> **What you will do**:
Output every entry below exactly as it is written.
------ Input records ------
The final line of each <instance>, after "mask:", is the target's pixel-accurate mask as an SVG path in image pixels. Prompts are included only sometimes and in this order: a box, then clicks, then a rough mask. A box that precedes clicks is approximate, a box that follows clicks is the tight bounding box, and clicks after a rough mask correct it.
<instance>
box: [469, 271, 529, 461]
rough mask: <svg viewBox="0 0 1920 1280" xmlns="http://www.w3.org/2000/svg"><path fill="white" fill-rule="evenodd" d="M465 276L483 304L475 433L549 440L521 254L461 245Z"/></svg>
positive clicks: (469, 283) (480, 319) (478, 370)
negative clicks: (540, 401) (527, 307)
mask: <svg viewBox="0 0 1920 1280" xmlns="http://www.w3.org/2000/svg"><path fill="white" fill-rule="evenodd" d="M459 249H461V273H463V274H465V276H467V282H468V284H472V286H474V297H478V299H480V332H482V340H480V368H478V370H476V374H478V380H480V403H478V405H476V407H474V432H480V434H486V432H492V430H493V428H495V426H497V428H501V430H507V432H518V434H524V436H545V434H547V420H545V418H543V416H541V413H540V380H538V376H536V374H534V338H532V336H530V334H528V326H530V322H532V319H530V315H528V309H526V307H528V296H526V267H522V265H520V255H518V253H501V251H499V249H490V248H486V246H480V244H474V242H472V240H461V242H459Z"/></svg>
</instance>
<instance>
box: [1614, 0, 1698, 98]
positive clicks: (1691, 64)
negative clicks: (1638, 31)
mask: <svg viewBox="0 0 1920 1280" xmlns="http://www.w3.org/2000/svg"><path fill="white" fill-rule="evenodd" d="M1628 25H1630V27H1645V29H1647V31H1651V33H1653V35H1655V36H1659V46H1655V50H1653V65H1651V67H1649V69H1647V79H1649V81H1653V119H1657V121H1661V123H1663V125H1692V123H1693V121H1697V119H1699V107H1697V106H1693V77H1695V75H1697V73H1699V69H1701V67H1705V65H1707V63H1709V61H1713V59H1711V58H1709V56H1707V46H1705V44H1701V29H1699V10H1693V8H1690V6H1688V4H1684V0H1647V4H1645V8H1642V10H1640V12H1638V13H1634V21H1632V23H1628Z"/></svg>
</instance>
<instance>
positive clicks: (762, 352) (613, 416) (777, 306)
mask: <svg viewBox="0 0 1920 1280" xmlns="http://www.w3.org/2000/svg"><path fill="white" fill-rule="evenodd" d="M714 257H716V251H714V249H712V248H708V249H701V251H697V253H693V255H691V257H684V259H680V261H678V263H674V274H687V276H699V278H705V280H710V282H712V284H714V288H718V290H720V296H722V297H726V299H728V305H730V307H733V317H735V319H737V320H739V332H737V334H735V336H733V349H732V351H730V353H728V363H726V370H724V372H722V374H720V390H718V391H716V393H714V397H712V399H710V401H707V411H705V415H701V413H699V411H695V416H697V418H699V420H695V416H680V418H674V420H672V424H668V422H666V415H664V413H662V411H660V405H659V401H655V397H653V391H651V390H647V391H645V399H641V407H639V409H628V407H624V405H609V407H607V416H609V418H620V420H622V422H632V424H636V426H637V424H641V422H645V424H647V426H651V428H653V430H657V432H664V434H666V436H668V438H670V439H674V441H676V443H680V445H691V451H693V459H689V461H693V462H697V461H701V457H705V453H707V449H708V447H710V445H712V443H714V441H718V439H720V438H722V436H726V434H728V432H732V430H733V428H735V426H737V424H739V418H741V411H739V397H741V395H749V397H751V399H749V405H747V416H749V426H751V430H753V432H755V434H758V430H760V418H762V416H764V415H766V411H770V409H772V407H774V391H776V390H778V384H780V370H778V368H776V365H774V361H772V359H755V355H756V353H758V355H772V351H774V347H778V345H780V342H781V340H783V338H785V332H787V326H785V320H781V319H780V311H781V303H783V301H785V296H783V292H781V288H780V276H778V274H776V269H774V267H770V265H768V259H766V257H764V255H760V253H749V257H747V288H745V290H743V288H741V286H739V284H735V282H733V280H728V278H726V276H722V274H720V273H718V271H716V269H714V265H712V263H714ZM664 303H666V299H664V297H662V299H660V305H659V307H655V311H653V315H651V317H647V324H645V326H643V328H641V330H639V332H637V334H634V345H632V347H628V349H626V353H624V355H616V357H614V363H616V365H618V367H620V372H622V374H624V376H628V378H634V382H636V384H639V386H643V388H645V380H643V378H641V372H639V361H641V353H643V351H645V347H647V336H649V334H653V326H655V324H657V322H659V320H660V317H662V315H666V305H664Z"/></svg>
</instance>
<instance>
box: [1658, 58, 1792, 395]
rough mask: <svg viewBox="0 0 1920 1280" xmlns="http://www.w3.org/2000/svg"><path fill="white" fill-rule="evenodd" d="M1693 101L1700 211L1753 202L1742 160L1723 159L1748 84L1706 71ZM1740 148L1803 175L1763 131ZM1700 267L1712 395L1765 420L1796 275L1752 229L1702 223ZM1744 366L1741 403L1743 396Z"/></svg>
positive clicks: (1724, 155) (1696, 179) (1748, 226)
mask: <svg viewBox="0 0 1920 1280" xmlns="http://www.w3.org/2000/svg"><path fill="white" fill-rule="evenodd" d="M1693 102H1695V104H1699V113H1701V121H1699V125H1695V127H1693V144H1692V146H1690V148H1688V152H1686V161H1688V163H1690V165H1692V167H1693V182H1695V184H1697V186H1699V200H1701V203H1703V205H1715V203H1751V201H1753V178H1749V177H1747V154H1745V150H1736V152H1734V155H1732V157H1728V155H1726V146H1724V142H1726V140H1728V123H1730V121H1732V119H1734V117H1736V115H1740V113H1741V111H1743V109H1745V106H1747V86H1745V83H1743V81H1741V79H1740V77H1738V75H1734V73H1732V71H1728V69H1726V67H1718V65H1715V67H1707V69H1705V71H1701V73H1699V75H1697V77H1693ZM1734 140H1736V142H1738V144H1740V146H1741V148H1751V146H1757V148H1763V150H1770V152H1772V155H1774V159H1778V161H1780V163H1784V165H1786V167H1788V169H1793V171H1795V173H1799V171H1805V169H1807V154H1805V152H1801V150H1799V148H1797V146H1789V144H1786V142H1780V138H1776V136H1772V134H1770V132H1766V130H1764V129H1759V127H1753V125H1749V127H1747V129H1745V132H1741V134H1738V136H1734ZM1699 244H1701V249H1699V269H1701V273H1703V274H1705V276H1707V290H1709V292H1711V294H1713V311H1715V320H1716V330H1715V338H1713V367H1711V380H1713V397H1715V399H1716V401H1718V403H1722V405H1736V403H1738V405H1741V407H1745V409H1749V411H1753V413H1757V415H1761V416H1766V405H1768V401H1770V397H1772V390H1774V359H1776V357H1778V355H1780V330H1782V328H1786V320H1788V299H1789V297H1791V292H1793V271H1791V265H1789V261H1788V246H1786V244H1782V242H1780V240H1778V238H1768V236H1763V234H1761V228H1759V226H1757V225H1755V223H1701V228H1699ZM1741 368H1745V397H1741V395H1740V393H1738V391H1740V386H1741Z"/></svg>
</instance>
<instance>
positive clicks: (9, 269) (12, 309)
------
> **Output below**:
The final line of each <instance>, after "mask:", is the target's pixel-accurate mask as an SVG path in image pixels. Prompts are included only sometimes and in this order: a box, then clicks, then a rough mask. A box that precedes clicks is approximate, a box that follows clicks is the tight bounding box, and clicks after a rough mask correct it.
<instance>
box: [469, 271, 529, 461]
rough mask: <svg viewBox="0 0 1920 1280" xmlns="http://www.w3.org/2000/svg"><path fill="white" fill-rule="evenodd" d="M465 276L483 304L475 433L549 440L521 254L461 245Z"/></svg>
positive clicks: (469, 283) (480, 319) (478, 370)
negative clicks: (540, 401) (527, 307)
mask: <svg viewBox="0 0 1920 1280" xmlns="http://www.w3.org/2000/svg"><path fill="white" fill-rule="evenodd" d="M459 249H461V273H463V274H465V276H467V282H468V284H472V286H474V297H478V299H480V332H482V340H480V368H478V370H476V374H478V380H480V403H478V405H476V407H474V432H480V434H486V432H492V430H493V428H495V426H497V428H501V430H507V432H518V434H524V436H545V434H547V420H545V418H543V416H541V413H540V380H538V376H536V374H534V338H532V336H530V334H528V326H530V322H532V319H530V315H528V309H526V307H528V296H526V267H522V265H520V255H518V253H501V251H499V249H490V248H486V246H480V244H474V242H472V240H461V242H459Z"/></svg>
</instance>
<instance>
box: [1614, 0, 1698, 98]
positive clicks: (1691, 64)
negative clicks: (1638, 31)
mask: <svg viewBox="0 0 1920 1280" xmlns="http://www.w3.org/2000/svg"><path fill="white" fill-rule="evenodd" d="M1628 25H1630V27H1645V29H1647V31H1651V33H1653V35H1655V36H1659V46H1655V50H1653V65H1651V67H1649V69H1647V79H1649V81H1653V119H1657V121H1661V123H1663V125H1692V123H1693V121H1697V119H1699V107H1697V106H1693V77H1695V75H1697V73H1699V69H1701V67H1705V65H1707V63H1709V61H1713V59H1711V58H1709V56H1707V46H1705V44H1701V29H1699V10H1693V8H1690V6H1688V4H1684V0H1647V4H1645V8H1642V10H1640V12H1638V13H1634V21H1632V23H1628Z"/></svg>
</instance>
<instance>
positive clicks: (762, 352) (613, 416) (777, 306)
mask: <svg viewBox="0 0 1920 1280" xmlns="http://www.w3.org/2000/svg"><path fill="white" fill-rule="evenodd" d="M714 257H716V251H714V249H712V248H708V249H701V251H697V253H693V255H691V257H684V259H680V261H678V263H674V274H687V276H699V278H705V280H710V282H712V284H714V288H718V290H720V296H722V297H726V299H728V305H730V307H733V317H735V319H737V320H739V332H737V334H735V336H733V349H732V351H730V353H728V363H726V370H724V372H722V374H720V390H718V391H716V393H714V397H712V399H710V401H707V411H705V415H701V413H699V411H695V416H697V418H699V420H695V416H680V418H674V420H672V424H668V422H666V415H664V413H662V411H660V405H659V401H655V397H653V391H651V390H647V391H645V399H641V407H639V409H628V407H624V405H609V407H607V416H609V418H620V420H622V422H632V424H636V426H637V424H641V422H645V424H647V426H651V428H653V430H657V432H664V434H666V436H668V438H670V439H674V441H676V443H680V445H691V451H693V459H689V461H693V462H697V461H701V457H705V453H707V449H708V447H710V445H712V443H714V441H718V439H720V438H722V436H726V434H728V432H732V430H733V428H735V426H737V424H739V418H741V411H739V397H741V395H749V397H751V399H749V405H747V416H749V426H751V430H753V432H755V434H758V430H760V418H762V416H764V415H766V411H770V409H772V407H774V391H776V390H778V384H780V370H778V368H776V365H774V361H772V359H755V355H756V353H758V355H772V351H774V347H778V345H780V342H781V340H783V338H785V332H787V326H785V320H781V319H780V311H781V303H783V301H785V296H783V292H781V288H780V276H778V274H776V269H774V267H770V265H768V259H766V257H764V255H760V253H749V257H747V288H745V290H743V288H741V286H739V284H735V282H733V280H728V278H726V276H722V274H720V273H718V271H716V269H714V265H712V263H714ZM664 303H666V299H664V297H662V299H660V305H659V307H655V311H653V315H651V317H647V324H645V326H643V328H641V330H639V332H637V334H634V345H632V347H628V349H626V353H624V355H616V357H614V363H616V365H618V367H620V372H622V374H624V376H628V378H634V382H636V384H639V386H643V388H645V380H643V378H641V372H639V361H641V353H643V351H645V347H647V336H649V334H653V326H655V324H657V322H659V320H660V317H662V315H666V305H664Z"/></svg>
</instance>
<instance>
box: [1658, 58, 1792, 395]
rough mask: <svg viewBox="0 0 1920 1280" xmlns="http://www.w3.org/2000/svg"><path fill="white" fill-rule="evenodd" d="M1693 101L1700 211L1753 202L1742 160L1723 159L1748 84L1706 71ZM1740 148L1803 175L1763 131ZM1700 267L1712 395L1765 420L1796 275L1752 229L1702 223ZM1744 366L1741 403L1743 396Z"/></svg>
positive clicks: (1724, 155) (1696, 179) (1748, 226)
mask: <svg viewBox="0 0 1920 1280" xmlns="http://www.w3.org/2000/svg"><path fill="white" fill-rule="evenodd" d="M1693 102H1695V104H1699V113H1701V121H1699V125H1695V127H1693V144H1692V146H1690V148H1688V152H1686V161H1688V163H1690V165H1692V167H1693V182H1695V184H1697V186H1699V200H1701V203H1703V205H1715V203H1751V201H1753V178H1749V177H1747V154H1745V150H1736V152H1734V155H1732V157H1728V155H1726V146H1724V142H1726V140H1728V123H1730V121H1732V119H1734V117H1736V115H1740V113H1741V111H1743V109H1745V106H1747V86H1745V83H1743V81H1741V79H1740V77H1738V75H1734V73H1732V71H1728V69H1726V67H1718V65H1715V67H1707V69H1705V71H1701V73H1699V75H1697V77H1693ZM1734 140H1736V142H1738V144H1740V146H1741V148H1751V146H1757V148H1763V150H1770V152H1772V155H1774V159H1778V161H1780V163H1784V165H1786V167H1788V169H1793V171H1795V173H1799V171H1805V169H1807V154H1805V152H1801V150H1799V148H1797V146H1789V144H1786V142H1780V138H1776V136H1772V134H1770V132H1766V130H1764V129H1759V127H1753V125H1749V127H1747V129H1745V132H1741V134H1738V136H1734ZM1699 244H1701V249H1699V269H1701V273H1703V274H1705V276H1707V290H1709V292H1711V294H1713V311H1715V320H1716V330H1715V338H1713V367H1711V380H1713V397H1715V399H1716V401H1718V403H1722V405H1736V403H1738V405H1741V407H1745V409H1749V411H1753V413H1757V415H1761V416H1766V405H1768V401H1770V397H1772V390H1774V359H1776V357H1778V355H1780V330H1782V328H1786V320H1788V299H1789V297H1791V292H1793V271H1791V265H1789V261H1788V246H1786V244H1782V242H1780V240H1778V238H1768V236H1763V234H1761V228H1759V226H1757V225H1755V223H1701V228H1699ZM1741 368H1745V397H1741V395H1740V393H1738V391H1740V386H1741Z"/></svg>
</instance>
<instance>
positive clicks: (9, 269) (12, 309)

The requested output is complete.